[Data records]
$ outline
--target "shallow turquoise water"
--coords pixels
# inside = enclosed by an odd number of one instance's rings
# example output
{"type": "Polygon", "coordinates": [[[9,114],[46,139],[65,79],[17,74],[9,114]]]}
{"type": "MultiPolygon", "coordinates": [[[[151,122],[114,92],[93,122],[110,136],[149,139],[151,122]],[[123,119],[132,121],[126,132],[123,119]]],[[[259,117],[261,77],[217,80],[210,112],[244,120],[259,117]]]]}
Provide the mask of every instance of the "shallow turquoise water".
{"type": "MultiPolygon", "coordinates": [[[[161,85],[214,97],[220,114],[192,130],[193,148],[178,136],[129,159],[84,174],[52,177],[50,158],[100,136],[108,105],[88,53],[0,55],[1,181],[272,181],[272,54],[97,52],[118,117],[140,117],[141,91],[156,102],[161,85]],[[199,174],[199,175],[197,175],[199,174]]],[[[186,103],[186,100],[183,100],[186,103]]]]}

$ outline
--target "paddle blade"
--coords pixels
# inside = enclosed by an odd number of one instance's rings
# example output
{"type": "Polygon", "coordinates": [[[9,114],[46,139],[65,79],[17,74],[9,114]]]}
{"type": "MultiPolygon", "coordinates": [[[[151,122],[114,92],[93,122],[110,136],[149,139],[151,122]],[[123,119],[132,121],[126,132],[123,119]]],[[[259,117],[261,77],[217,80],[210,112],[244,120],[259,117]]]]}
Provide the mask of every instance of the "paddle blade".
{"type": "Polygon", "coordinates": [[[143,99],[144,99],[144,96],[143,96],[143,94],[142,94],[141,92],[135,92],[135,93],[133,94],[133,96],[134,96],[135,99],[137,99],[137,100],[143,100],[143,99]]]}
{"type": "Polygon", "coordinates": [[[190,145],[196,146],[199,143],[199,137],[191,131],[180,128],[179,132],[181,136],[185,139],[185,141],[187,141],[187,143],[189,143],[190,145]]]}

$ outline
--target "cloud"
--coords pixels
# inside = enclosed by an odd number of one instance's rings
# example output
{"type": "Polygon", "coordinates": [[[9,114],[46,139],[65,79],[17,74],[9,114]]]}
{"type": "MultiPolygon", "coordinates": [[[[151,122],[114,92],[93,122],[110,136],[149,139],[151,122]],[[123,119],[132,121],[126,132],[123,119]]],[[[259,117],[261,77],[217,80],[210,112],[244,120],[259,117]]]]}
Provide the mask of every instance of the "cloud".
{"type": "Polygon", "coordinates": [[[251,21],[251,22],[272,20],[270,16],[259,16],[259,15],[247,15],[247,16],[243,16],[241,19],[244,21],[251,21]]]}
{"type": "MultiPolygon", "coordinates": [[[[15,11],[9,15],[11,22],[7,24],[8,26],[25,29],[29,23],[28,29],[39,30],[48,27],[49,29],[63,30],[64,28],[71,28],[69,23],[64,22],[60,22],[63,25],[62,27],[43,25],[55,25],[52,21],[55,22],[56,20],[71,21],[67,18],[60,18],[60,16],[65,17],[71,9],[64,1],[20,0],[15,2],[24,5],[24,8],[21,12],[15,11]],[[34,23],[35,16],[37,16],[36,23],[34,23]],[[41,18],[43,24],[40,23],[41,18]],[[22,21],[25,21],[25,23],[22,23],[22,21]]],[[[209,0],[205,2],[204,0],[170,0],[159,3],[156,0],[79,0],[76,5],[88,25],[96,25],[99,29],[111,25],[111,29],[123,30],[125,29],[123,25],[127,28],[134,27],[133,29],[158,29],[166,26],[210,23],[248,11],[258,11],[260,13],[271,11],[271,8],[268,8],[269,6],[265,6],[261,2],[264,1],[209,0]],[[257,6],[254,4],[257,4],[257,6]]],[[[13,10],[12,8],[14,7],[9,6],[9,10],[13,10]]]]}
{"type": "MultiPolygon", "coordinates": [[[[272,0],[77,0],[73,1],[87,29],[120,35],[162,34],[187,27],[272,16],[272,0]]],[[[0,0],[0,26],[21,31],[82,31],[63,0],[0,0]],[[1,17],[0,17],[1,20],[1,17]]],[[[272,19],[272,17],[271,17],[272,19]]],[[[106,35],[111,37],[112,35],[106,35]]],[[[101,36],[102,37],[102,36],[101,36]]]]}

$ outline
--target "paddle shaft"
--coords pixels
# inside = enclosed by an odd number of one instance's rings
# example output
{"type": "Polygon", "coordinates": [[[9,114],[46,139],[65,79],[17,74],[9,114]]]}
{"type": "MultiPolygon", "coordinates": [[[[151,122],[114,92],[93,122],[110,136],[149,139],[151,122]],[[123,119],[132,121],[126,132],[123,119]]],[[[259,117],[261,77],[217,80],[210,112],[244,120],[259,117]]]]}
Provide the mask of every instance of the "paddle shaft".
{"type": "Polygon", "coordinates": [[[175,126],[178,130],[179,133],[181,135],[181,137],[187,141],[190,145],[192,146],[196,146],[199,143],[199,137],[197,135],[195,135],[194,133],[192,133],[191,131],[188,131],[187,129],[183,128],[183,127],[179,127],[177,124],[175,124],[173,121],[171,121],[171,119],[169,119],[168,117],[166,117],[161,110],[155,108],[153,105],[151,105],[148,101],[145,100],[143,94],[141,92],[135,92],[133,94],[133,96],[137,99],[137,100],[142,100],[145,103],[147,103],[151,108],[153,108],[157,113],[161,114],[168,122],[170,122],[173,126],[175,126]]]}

EXERCISE PROMPT: Give back each entry exactly as it was written.

WRITTEN RESPONSE:
$ outline
--target "shallow turquoise water"
--coords pixels
# inside = enclosed by an odd number of one instance's rings
# example output
{"type": "Polygon", "coordinates": [[[9,114],[46,139],[65,79],[17,74],[9,114]]]}
{"type": "MultiPolygon", "coordinates": [[[[151,122],[114,92],[93,122],[110,136],[149,139],[151,122]],[[123,119],[132,121],[126,132],[123,119]]],[[[259,117],[261,77],[217,80],[210,112],[244,120],[259,117]]]]}
Provide the mask of every instance of the "shallow turquoise water".
{"type": "MultiPolygon", "coordinates": [[[[161,85],[214,97],[220,114],[192,130],[193,148],[178,136],[129,159],[84,174],[52,177],[50,158],[100,136],[108,105],[88,53],[0,55],[1,181],[272,181],[272,54],[97,52],[118,117],[140,117],[141,91],[156,102],[161,85]],[[199,174],[199,175],[197,175],[199,174]]],[[[186,103],[186,100],[183,100],[186,103]]]]}

$ outline
--target "paddle blade"
--coords pixels
# inside = enclosed by an odd number of one instance's rings
# example output
{"type": "Polygon", "coordinates": [[[9,114],[46,139],[65,79],[17,74],[9,114]]]}
{"type": "MultiPolygon", "coordinates": [[[[151,122],[114,92],[93,122],[110,136],[149,139],[151,122]],[[123,119],[132,121],[126,132],[123,119]]],[[[259,117],[261,77],[217,80],[210,112],[244,120],[259,117]]]]}
Provide the mask of every instance of the "paddle blade".
{"type": "Polygon", "coordinates": [[[143,99],[144,99],[144,96],[143,96],[143,94],[142,94],[141,92],[135,92],[135,93],[133,94],[133,96],[134,96],[135,99],[137,99],[137,100],[143,100],[143,99]]]}
{"type": "Polygon", "coordinates": [[[190,145],[196,146],[199,143],[199,137],[191,131],[180,128],[179,132],[181,136],[185,139],[185,141],[187,141],[187,143],[189,143],[190,145]]]}

$ outline
--target "cloud"
--coords pixels
# inside = enclosed by an odd number of one instance's rings
# example output
{"type": "Polygon", "coordinates": [[[9,114],[46,139],[65,79],[17,74],[9,114]]]}
{"type": "MultiPolygon", "coordinates": [[[[151,122],[114,92],[93,122],[110,136],[149,139],[151,122]],[[123,119],[132,121],[126,132],[123,119]]],[[[259,117],[261,77],[217,80],[210,112],[244,120],[259,117]]]]}
Provide the mask of every instance of the "cloud".
{"type": "Polygon", "coordinates": [[[251,21],[251,22],[272,20],[270,16],[259,16],[259,15],[247,15],[247,16],[243,16],[241,19],[244,21],[251,21]]]}
{"type": "MultiPolygon", "coordinates": [[[[15,11],[9,15],[11,22],[7,24],[8,26],[25,29],[29,23],[28,29],[39,30],[48,27],[49,29],[63,30],[64,28],[71,28],[69,23],[64,22],[60,22],[63,25],[62,27],[43,25],[55,25],[52,21],[55,22],[56,20],[71,21],[67,18],[60,18],[60,16],[65,17],[71,9],[64,1],[20,0],[15,2],[24,5],[24,8],[21,12],[15,11]],[[34,23],[35,16],[37,16],[36,23],[34,23]],[[41,18],[43,24],[40,23],[41,18]],[[22,21],[25,21],[25,23],[22,23],[22,21]]],[[[209,0],[205,2],[204,0],[170,0],[159,3],[156,0],[79,0],[76,5],[88,25],[96,25],[99,29],[111,25],[111,29],[123,30],[125,29],[123,25],[127,28],[134,27],[133,29],[158,29],[166,26],[210,23],[248,11],[258,11],[260,13],[271,11],[271,8],[268,8],[269,6],[265,6],[261,2],[264,1],[209,0]],[[257,6],[254,4],[257,4],[257,6]]],[[[13,10],[12,8],[14,7],[9,6],[9,10],[13,10]]]]}
{"type": "MultiPolygon", "coordinates": [[[[272,0],[77,0],[73,1],[87,29],[120,35],[162,34],[187,27],[272,16],[272,0]]],[[[0,0],[0,26],[21,31],[82,31],[63,0],[0,0]],[[1,17],[0,17],[1,20],[1,17]]],[[[272,19],[272,17],[271,17],[272,19]]],[[[106,35],[111,37],[112,35],[106,35]]],[[[101,36],[102,37],[102,36],[101,36]]]]}

$ outline
--target "paddle shaft"
--coords pixels
# inside = enclosed by an odd number of one instance's rings
# example output
{"type": "Polygon", "coordinates": [[[9,114],[46,139],[65,79],[17,74],[9,114]]]}
{"type": "MultiPolygon", "coordinates": [[[[151,122],[114,92],[93,122],[110,136],[149,139],[151,122]],[[123,119],[132,121],[126,132],[123,119]]],[[[259,117],[261,77],[217,80],[210,112],[244,120],[259,117]]]]}
Provide the mask of every instance of the "paddle shaft".
{"type": "Polygon", "coordinates": [[[175,126],[178,130],[179,133],[181,135],[181,137],[187,141],[190,145],[192,146],[196,146],[199,143],[199,137],[197,135],[195,135],[194,133],[192,133],[191,131],[188,131],[187,129],[183,128],[183,127],[179,127],[177,124],[175,124],[173,121],[171,121],[171,119],[169,119],[168,117],[166,117],[161,110],[155,108],[153,105],[151,105],[148,101],[145,100],[143,94],[141,92],[135,92],[133,94],[133,96],[137,99],[137,100],[142,100],[145,103],[147,103],[151,108],[153,108],[157,113],[161,114],[168,122],[170,122],[173,126],[175,126]]]}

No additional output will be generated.